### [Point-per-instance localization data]
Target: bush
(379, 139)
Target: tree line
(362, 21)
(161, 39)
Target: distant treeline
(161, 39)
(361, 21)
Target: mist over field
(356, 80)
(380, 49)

### [WHAT IS BEING ASKED]
All of the lines above are to be restated word for word.

### [RESPONSE]
Target: bush
(379, 139)
Target: tree line
(362, 21)
(161, 39)
Target: distant treeline
(161, 39)
(361, 21)
Target: mist over field
(356, 80)
(380, 49)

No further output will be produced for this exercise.